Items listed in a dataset
----
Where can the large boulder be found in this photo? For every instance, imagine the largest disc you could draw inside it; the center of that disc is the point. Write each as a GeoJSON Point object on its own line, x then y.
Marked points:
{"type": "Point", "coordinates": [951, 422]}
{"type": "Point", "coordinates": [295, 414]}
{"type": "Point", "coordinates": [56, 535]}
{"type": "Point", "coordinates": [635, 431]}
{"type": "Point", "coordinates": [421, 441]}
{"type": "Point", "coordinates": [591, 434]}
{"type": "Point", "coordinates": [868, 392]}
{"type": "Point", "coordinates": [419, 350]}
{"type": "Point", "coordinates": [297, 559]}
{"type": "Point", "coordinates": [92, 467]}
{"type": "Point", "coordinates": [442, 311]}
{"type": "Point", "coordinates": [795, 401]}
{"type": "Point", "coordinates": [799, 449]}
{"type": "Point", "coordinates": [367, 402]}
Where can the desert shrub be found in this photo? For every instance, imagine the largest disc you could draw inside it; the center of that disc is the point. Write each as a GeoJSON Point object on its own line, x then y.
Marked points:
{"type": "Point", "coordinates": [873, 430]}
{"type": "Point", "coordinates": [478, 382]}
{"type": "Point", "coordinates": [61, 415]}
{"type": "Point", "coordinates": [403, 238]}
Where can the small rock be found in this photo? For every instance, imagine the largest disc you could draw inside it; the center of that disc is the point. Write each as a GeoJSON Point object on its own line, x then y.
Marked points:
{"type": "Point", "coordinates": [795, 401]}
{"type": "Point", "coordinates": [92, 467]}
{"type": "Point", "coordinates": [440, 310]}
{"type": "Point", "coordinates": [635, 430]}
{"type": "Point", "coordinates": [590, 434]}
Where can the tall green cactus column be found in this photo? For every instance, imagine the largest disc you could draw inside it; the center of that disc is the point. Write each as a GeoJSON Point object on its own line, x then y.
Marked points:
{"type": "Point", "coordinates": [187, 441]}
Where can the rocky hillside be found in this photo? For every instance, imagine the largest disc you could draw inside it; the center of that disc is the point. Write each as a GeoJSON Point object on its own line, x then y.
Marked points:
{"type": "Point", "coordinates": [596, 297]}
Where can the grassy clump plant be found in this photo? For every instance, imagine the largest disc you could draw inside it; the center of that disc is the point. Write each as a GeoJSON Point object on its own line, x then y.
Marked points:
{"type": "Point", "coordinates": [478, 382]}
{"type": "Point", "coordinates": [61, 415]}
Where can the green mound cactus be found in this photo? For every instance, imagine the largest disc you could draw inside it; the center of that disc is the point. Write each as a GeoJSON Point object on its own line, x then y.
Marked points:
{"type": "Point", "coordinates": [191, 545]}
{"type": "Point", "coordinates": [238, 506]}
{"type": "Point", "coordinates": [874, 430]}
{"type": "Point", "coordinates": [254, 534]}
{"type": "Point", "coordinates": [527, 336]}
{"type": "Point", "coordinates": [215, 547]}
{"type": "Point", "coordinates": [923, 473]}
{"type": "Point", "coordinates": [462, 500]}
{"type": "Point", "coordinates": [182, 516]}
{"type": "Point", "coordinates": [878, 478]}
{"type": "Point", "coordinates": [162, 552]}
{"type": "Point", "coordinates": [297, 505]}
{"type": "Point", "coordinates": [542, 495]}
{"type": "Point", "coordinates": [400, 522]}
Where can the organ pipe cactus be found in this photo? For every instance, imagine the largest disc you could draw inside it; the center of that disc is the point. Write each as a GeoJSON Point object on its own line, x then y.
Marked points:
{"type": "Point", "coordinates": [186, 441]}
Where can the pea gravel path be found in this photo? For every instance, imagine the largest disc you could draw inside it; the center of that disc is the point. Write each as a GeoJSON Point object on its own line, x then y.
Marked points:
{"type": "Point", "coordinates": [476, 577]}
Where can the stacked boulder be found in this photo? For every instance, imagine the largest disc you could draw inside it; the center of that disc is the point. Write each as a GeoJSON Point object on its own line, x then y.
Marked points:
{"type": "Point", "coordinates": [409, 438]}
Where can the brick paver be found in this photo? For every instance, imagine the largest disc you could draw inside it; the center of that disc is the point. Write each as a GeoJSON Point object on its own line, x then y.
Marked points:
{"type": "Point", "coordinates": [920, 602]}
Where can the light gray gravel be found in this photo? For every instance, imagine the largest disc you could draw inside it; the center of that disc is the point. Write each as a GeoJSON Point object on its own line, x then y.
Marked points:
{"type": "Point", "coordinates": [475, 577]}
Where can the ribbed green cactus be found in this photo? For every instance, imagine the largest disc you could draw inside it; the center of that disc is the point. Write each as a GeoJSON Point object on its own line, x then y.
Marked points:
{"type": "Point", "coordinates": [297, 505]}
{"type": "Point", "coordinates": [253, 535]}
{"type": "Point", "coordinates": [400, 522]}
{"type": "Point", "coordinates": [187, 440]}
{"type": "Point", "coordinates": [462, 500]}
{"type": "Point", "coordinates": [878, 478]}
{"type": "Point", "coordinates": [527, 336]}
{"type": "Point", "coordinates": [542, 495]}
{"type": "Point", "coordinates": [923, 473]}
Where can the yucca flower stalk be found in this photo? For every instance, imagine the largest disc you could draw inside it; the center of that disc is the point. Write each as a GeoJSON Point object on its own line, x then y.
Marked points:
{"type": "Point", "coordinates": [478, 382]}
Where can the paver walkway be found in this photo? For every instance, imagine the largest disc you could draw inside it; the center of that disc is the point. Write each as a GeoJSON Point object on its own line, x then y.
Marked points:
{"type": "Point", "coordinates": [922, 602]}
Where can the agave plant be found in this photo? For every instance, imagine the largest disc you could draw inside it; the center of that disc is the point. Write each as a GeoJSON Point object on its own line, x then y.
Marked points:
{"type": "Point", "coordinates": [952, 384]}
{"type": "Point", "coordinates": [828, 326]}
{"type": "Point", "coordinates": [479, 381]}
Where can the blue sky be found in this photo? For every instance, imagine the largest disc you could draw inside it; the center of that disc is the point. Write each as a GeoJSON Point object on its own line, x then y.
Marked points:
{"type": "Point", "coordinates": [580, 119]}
----
§ YOUR INSTRUCTIONS
Recopy the entries above in their entirety, exactly.

§ WORKED ANSWER
Where can the large boulder be found in this photo? For every instance, imagine the largest disc you could draw inside it; the center of that disc is the point. Write each as a GeoJSON Point object on its own line, x then y.
Marked points:
{"type": "Point", "coordinates": [951, 422]}
{"type": "Point", "coordinates": [295, 414]}
{"type": "Point", "coordinates": [56, 535]}
{"type": "Point", "coordinates": [635, 431]}
{"type": "Point", "coordinates": [421, 441]}
{"type": "Point", "coordinates": [591, 434]}
{"type": "Point", "coordinates": [868, 392]}
{"type": "Point", "coordinates": [419, 350]}
{"type": "Point", "coordinates": [297, 559]}
{"type": "Point", "coordinates": [92, 467]}
{"type": "Point", "coordinates": [442, 311]}
{"type": "Point", "coordinates": [795, 401]}
{"type": "Point", "coordinates": [799, 449]}
{"type": "Point", "coordinates": [367, 402]}
Where can the desert shrub be found in this photo? For every instance, imagine the largest disc you could draw inside it; the center of that disc is the point. Write each as a GeoJSON Point object on its own line, x then y.
Marked points:
{"type": "Point", "coordinates": [873, 430]}
{"type": "Point", "coordinates": [478, 382]}
{"type": "Point", "coordinates": [61, 415]}
{"type": "Point", "coordinates": [403, 238]}
Where can the small rock be found in this photo? For every instance, imagine the largest disc you could draw inside it; the center of that disc is the point. Write each as a GeoJSON Point object on its own line, x then y.
Marked points:
{"type": "Point", "coordinates": [795, 401]}
{"type": "Point", "coordinates": [92, 467]}
{"type": "Point", "coordinates": [440, 310]}
{"type": "Point", "coordinates": [635, 430]}
{"type": "Point", "coordinates": [590, 434]}
Where can the tall green cactus column be found in this photo? For every instance, imagine the largest disc you could draw inside it; the center of that disc is the point. Write each as a GeoJSON Point object on its own line, x then y.
Marked points:
{"type": "Point", "coordinates": [187, 441]}
Where can the rocky hillside be found in this photo? For every instance, imagine the largest disc you could draw inside it; the center of that disc is the point. Write each as a GeoJSON Point object on its own line, x then y.
Marked points:
{"type": "Point", "coordinates": [596, 297]}
Where can the grassy clump plant be found in this photo? For every instance, imagine the largest disc you could draw inside it; the center of that disc is the point. Write each as a GeoJSON Point object on its own line, x then y.
Marked points:
{"type": "Point", "coordinates": [478, 382]}
{"type": "Point", "coordinates": [61, 415]}
Where can the green mound cactus be found in this photo? For every instance, imagine the largest disc you could draw inside it; the center of that disc is the point. Write each as a GeoJSON Point object on its own line, x then y.
Marked points:
{"type": "Point", "coordinates": [191, 545]}
{"type": "Point", "coordinates": [238, 506]}
{"type": "Point", "coordinates": [874, 430]}
{"type": "Point", "coordinates": [254, 534]}
{"type": "Point", "coordinates": [527, 336]}
{"type": "Point", "coordinates": [215, 547]}
{"type": "Point", "coordinates": [923, 473]}
{"type": "Point", "coordinates": [462, 500]}
{"type": "Point", "coordinates": [182, 516]}
{"type": "Point", "coordinates": [878, 478]}
{"type": "Point", "coordinates": [162, 552]}
{"type": "Point", "coordinates": [297, 505]}
{"type": "Point", "coordinates": [542, 495]}
{"type": "Point", "coordinates": [400, 522]}
Where can the organ pipe cactus be found in this photo? For every instance, imagine the largest disc you could draw inside it; the center of that disc is the point. Write each as a GeoJSON Point object on its own line, x then y.
Marked points:
{"type": "Point", "coordinates": [186, 441]}
Where can the pea gravel path be found in this photo? For every instance, imagine the largest disc you could draw inside it; the center of that disc is the point. Write each as a GeoJSON Point object on its own line, x then y.
Marked points:
{"type": "Point", "coordinates": [476, 577]}
Where can the stacked boulder be found in this photo? For every instance, imagine the largest disc you could draw inside it; the center of that disc is the point. Write each as a GeoJSON Point object on its own line, x then y.
Marked points:
{"type": "Point", "coordinates": [409, 438]}
Where can the brick paver be found in this photo? For every instance, imagine the largest disc you could draw inside it; the center of that disc is the point. Write each as a GeoJSON Point object on its own line, x then y.
Marked points:
{"type": "Point", "coordinates": [920, 602]}
Where can the light gray gravel be found in this photo? For every instance, imagine the largest disc you could draw inside it; the center of that disc is the point. Write each as a GeoJSON Point object on its own line, x then y.
Marked points:
{"type": "Point", "coordinates": [475, 577]}
Where can the ribbed green cactus be found in this photo? For every instance, imagine the largest disc you could draw inside it; the center of that disc is the point. Write each as a GeoJSON Point object on its own line, x then y.
Marked points:
{"type": "Point", "coordinates": [297, 505]}
{"type": "Point", "coordinates": [253, 535]}
{"type": "Point", "coordinates": [400, 522]}
{"type": "Point", "coordinates": [187, 440]}
{"type": "Point", "coordinates": [462, 500]}
{"type": "Point", "coordinates": [878, 478]}
{"type": "Point", "coordinates": [527, 336]}
{"type": "Point", "coordinates": [542, 495]}
{"type": "Point", "coordinates": [923, 473]}
Where can the yucca flower stalk be found in this photo? For every instance, imagine the largest disc you could draw inside it; the center of that disc is the point. Write each as a GeoJSON Point object on its own line, x then y.
Marked points:
{"type": "Point", "coordinates": [478, 382]}
Where can the paver walkway be found in this photo? For every instance, imagine the largest disc you could draw inside it; the center of that disc is the point. Write each as a GeoJSON Point object on its own line, x then y.
Marked points:
{"type": "Point", "coordinates": [922, 602]}
Where can the agave plant be found in this photo? For every instance, imagine the largest disc you could draw inside it; the center of that disc is the point. Write each as a GeoJSON Point object on its own line, x then y.
Marked points:
{"type": "Point", "coordinates": [952, 384]}
{"type": "Point", "coordinates": [828, 326]}
{"type": "Point", "coordinates": [479, 381]}
Where can the blue sky be found in this photo? For every instance, imagine the largest disc you could draw inside it; the center of that disc is the point. Write each as a GeoJSON Point object on its own line, x then y.
Marked points:
{"type": "Point", "coordinates": [580, 119]}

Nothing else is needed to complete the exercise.